* _Exercise details_: Copy word for word the stretch from the line containing "the brick pillar" through the last line.

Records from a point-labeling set
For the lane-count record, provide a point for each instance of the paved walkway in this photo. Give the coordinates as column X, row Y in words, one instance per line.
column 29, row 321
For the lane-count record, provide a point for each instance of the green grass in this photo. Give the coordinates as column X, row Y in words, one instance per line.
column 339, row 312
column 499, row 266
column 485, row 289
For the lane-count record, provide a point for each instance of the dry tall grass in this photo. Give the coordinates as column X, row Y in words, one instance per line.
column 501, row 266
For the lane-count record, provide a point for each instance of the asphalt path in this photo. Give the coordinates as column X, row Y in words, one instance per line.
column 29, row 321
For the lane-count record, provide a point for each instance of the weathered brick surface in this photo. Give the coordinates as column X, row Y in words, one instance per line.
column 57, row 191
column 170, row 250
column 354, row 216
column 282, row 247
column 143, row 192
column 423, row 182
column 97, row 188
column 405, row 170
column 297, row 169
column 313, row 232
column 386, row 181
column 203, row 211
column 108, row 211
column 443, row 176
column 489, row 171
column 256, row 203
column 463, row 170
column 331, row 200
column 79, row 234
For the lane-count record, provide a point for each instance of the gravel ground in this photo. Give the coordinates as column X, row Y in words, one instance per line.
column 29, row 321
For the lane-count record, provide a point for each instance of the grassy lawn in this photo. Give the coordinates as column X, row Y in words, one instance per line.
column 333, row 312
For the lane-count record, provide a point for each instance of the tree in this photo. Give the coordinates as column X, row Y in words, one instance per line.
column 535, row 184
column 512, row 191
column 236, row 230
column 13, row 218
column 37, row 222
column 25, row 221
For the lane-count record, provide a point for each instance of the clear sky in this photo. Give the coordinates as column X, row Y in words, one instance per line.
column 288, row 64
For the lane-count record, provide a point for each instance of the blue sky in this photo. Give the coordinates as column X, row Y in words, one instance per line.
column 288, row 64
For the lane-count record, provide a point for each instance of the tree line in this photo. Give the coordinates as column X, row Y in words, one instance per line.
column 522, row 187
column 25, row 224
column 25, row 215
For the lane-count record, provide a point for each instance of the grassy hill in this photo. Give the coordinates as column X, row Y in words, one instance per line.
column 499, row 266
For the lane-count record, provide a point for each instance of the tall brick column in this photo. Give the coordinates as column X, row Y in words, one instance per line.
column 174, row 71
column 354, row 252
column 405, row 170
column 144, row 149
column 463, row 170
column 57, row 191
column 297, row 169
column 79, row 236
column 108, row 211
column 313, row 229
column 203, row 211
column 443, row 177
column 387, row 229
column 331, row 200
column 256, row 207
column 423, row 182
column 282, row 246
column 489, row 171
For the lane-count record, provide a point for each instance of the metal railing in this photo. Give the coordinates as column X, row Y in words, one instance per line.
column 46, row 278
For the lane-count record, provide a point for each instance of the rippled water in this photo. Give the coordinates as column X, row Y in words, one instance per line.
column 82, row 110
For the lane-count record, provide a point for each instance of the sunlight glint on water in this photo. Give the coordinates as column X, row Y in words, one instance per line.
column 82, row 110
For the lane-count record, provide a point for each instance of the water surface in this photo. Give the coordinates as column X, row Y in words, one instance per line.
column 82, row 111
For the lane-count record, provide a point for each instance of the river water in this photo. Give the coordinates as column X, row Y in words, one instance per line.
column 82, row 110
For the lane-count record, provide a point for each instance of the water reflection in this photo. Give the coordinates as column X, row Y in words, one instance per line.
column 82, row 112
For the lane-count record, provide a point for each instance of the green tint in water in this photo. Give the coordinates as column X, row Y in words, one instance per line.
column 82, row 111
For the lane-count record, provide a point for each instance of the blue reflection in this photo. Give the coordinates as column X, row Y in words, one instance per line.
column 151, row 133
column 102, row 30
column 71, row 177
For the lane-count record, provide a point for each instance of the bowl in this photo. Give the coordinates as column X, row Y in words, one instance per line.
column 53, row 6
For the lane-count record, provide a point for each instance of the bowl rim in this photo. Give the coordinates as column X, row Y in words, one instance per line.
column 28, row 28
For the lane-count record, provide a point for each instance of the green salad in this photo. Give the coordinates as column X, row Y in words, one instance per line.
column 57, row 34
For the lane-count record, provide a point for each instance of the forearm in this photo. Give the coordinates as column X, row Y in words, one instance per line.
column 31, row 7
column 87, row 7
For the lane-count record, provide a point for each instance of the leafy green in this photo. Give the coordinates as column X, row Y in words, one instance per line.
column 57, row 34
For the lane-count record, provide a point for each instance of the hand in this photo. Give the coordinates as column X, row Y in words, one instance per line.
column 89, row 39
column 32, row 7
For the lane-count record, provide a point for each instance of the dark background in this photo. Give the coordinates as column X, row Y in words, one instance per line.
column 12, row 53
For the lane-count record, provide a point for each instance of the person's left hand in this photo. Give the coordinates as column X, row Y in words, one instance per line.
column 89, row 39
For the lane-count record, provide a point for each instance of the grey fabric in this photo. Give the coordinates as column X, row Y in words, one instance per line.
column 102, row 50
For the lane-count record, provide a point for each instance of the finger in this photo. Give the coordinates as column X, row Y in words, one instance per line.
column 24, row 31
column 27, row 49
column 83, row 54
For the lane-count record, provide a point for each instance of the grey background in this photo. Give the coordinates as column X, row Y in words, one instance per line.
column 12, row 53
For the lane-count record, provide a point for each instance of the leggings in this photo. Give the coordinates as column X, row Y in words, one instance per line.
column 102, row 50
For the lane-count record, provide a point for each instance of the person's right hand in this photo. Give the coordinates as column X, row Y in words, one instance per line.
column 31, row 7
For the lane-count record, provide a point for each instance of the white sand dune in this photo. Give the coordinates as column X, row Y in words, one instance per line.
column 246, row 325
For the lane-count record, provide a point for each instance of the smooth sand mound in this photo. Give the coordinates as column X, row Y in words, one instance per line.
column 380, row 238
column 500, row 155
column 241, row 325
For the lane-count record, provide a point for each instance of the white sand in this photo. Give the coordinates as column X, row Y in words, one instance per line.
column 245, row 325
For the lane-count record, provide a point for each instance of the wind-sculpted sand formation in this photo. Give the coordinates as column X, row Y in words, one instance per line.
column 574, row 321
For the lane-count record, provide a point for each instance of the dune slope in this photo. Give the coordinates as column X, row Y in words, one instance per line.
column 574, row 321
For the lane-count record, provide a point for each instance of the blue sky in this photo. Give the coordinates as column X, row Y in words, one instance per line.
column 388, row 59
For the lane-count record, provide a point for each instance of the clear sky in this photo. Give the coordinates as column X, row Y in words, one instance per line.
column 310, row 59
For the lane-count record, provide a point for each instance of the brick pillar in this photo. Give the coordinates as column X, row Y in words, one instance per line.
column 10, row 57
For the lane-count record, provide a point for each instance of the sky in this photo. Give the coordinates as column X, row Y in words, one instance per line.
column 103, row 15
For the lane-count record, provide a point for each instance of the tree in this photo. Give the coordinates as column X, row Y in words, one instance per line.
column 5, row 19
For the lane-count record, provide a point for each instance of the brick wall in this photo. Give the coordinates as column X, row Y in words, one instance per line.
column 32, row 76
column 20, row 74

* _Exercise solution_:
For the lane-count record, provide a point for each instance of the brick pillar in this photo. Give the coordinates as column X, row Y in words, one instance per line.
column 10, row 57
For the lane-count record, provide a point for each instance of the sky in this photo. Give the coordinates as column X, row Y in words, one instance per line.
column 103, row 15
For the lane-count record, provide a point for each instance of the tree in this photo. Give the coordinates as column X, row Y in words, one instance per line.
column 5, row 19
For the lane-count record, provide a point for each instance of the brick wall in this photo. Give the coordinates as column X, row Y in words, one instance per line.
column 32, row 76
column 20, row 74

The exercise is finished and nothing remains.